**WHAT IS BEING ASKED**: Filter the data below for the string "query" and copy each matching line.

**EXCERPTED RECORDS**:
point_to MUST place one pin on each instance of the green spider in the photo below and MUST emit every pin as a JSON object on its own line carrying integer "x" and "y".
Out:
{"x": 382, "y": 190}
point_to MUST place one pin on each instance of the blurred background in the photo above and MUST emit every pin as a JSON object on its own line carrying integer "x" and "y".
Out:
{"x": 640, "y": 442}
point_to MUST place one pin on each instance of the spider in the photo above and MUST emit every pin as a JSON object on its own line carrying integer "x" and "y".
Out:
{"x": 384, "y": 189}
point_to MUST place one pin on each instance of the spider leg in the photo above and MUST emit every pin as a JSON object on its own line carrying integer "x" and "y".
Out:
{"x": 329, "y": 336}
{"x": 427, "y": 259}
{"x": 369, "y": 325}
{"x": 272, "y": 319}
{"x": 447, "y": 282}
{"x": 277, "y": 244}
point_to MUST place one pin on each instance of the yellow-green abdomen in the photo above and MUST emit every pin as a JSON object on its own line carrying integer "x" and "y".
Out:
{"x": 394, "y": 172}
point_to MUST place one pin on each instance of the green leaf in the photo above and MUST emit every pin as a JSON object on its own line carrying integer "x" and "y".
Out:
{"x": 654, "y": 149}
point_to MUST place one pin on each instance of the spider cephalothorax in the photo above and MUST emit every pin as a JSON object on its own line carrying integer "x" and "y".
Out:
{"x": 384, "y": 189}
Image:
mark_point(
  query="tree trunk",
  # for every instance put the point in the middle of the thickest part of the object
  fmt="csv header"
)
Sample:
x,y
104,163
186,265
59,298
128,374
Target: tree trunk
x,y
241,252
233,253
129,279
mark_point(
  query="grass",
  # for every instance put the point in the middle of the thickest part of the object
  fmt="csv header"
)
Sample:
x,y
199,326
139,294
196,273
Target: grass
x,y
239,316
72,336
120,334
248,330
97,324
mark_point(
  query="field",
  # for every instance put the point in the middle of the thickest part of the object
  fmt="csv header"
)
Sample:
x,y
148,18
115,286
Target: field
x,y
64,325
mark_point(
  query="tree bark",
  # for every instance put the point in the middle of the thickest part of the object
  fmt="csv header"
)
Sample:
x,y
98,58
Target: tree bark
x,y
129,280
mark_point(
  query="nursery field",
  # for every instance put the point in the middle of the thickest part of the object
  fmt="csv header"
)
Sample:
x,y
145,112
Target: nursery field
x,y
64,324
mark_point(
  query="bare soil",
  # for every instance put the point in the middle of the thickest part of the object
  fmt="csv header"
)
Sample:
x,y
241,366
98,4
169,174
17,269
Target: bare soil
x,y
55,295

**ANSWER TO THIS TASK**:
  query="tree trunk",
  query="grass",
  query="field",
  query="tree bark",
  query="nursery field",
  query="bare soil",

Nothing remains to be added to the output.